What you have to do:
Extract the stretch of the FDA nutrition priorities text from "Enforcement also is" through "approved food additive.", copying it word for word.

Reading text:
CFSAN divided the list into four sections: Assuring Food Safety and Security, Improving Nutrition and Dietary Supplement Safety, Assuring Food and Cosmetic Safety, and Assuring Food Safety: Crosscutting Areas. The nutrition area contains several top priorities of interest to the dietary supplement industry, including publishing a proposed rule to regulate qualified health claims, publishing a final rule for supplement GMPs (good manufacturing practices), publishing guidance on substantiation of structure/function claims, and developing guidance on submissions of 75-day prenotifications for new dietary ingredients. It also plans increased physical inspections of imported food (and supplement) products with the goal of inspecting more than 60,000 shipments.

Enforcement also is a priority, with CFSAN planning to increase enforcement against supplements with unsubstantiated or misleading claims--particularly singling out weight loss products--and identify dietary supplements/ingredients with safety problems and take enforcement action. In addition, FDA plans to increase enforcement against use of dietary supplement ingredients in conventional foods if the ingredients are neither GRAS (generally recognized as safe) nor an approved food additive.

Among the positive nutrition priorities were FDA's plan to continue its cooperative research agreement with the University of Mississippi's National Natural Products Research Center, and its plan to survey consumers about their understanding of the relationship between heart disease risk and consumption of trans, saturated and omega-3 fatty acids.

Supplied material:
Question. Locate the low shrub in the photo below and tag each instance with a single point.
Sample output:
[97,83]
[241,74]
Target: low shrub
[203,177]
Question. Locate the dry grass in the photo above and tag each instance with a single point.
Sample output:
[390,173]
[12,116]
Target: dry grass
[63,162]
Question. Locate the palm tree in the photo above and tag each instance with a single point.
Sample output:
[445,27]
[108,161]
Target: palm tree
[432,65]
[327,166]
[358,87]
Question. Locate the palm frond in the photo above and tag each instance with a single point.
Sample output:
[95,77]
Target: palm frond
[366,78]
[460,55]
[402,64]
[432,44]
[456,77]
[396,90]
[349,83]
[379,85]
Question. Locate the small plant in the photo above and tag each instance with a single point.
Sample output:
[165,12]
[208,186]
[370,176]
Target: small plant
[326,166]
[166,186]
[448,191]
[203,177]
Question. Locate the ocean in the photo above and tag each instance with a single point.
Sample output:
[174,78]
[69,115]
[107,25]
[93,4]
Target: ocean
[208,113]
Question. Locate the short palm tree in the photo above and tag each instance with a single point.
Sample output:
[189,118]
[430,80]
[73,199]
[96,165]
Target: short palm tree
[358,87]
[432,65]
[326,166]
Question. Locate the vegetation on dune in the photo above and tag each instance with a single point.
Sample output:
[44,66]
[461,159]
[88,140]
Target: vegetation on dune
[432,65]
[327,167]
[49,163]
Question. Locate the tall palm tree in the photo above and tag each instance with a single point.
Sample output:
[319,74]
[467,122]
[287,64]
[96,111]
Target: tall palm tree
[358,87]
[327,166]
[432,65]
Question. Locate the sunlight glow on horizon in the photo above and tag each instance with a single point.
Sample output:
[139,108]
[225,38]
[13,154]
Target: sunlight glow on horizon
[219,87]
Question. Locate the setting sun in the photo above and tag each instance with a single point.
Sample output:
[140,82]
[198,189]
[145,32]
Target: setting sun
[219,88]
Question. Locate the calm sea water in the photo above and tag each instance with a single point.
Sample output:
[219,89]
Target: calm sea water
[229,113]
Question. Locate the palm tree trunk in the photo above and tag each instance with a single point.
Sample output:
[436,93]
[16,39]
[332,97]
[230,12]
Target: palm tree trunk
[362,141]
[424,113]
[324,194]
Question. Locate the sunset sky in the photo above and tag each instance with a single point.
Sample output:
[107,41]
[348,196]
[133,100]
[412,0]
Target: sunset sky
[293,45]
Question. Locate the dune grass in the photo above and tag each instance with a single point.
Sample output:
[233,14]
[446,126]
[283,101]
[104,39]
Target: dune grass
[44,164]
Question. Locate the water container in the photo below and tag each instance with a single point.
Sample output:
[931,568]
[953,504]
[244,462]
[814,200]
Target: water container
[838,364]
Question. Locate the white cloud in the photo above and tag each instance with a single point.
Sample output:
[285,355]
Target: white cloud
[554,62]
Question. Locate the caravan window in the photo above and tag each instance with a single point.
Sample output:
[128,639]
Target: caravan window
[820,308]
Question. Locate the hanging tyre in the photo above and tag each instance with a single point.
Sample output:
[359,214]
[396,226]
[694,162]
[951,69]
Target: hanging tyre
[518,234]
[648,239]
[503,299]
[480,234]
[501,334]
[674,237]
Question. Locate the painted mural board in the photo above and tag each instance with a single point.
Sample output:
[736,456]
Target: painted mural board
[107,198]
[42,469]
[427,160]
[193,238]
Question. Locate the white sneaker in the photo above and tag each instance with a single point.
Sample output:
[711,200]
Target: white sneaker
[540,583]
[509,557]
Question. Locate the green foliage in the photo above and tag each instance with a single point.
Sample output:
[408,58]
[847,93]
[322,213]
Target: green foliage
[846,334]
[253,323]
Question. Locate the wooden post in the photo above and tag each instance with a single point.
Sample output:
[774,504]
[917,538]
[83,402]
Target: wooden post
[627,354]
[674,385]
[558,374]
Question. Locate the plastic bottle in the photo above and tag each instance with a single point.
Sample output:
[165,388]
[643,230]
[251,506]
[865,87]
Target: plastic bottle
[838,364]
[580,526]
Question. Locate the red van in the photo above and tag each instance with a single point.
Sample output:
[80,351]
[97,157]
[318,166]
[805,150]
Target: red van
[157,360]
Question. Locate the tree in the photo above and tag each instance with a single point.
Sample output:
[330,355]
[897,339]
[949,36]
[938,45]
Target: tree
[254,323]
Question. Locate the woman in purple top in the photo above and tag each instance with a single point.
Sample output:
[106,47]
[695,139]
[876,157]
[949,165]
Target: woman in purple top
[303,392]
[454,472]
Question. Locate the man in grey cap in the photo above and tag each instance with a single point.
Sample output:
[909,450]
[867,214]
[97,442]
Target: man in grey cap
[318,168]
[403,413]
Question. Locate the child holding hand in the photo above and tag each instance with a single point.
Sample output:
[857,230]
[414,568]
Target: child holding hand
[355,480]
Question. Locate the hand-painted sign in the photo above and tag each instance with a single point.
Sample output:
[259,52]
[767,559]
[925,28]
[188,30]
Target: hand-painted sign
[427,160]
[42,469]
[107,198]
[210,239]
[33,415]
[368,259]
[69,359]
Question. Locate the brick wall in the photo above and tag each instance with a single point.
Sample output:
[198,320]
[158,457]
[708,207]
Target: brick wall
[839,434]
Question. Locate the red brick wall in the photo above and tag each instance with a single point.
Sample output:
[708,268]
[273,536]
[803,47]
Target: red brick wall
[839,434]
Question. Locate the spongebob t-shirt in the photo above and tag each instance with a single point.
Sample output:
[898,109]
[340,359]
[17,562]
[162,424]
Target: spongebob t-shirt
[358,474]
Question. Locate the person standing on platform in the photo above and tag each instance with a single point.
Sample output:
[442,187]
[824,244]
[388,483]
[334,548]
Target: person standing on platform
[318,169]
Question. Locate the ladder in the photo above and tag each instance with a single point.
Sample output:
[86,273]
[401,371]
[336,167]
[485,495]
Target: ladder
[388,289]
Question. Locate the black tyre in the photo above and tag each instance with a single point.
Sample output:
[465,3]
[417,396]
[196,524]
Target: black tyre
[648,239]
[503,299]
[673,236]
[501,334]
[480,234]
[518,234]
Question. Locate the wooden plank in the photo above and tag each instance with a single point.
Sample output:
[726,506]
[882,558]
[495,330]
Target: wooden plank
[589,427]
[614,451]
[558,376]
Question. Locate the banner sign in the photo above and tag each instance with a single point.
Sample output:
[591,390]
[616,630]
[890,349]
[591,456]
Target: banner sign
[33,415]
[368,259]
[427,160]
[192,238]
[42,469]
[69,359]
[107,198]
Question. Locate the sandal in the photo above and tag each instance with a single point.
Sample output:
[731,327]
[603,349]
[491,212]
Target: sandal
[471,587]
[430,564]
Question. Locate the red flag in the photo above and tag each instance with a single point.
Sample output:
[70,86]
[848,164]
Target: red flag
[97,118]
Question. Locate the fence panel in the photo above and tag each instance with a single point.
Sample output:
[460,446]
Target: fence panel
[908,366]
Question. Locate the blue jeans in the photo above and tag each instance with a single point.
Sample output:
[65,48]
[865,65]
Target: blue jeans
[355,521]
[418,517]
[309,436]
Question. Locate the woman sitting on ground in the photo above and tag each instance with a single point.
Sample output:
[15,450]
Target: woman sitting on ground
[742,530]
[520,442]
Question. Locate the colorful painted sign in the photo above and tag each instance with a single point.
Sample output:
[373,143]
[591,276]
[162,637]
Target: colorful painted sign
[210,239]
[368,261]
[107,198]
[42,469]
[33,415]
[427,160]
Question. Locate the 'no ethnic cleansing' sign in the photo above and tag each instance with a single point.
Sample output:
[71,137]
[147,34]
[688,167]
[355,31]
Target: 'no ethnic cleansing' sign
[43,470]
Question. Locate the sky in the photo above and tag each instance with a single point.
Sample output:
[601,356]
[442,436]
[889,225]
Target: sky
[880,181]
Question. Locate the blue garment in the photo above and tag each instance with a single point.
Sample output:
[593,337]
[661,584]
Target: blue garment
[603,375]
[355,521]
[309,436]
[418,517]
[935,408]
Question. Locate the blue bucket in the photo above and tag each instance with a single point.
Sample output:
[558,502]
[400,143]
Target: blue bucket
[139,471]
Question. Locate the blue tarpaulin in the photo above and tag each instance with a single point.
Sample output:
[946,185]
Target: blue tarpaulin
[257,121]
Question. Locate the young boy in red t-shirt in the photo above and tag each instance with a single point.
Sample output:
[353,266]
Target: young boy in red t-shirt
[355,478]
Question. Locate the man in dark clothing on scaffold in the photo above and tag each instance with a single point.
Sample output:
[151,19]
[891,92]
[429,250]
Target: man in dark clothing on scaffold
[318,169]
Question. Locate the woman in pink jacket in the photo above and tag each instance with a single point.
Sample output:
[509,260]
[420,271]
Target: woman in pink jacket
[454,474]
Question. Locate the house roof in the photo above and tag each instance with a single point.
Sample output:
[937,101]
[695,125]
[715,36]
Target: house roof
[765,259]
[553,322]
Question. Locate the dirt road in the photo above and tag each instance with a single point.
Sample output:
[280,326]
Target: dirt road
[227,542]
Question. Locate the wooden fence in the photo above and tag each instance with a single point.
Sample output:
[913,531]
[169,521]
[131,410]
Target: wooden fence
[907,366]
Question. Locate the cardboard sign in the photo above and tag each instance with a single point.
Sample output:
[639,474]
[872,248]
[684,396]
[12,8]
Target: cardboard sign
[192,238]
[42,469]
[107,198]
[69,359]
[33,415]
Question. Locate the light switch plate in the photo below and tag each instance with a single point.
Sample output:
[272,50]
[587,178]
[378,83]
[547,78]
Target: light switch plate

Exercise output:
Enforcement also is a priority, with CFSAN planning to increase enforcement against supplements with unsubstantiated or misleading claims--particularly singling out weight loss products--and identify dietary supplements/ingredients with safety problems and take enforcement action. In addition, FDA plans to increase enforcement against use of dietary supplement ingredients in conventional foods if the ingredients are neither GRAS (generally recognized as safe) nor an approved food additive.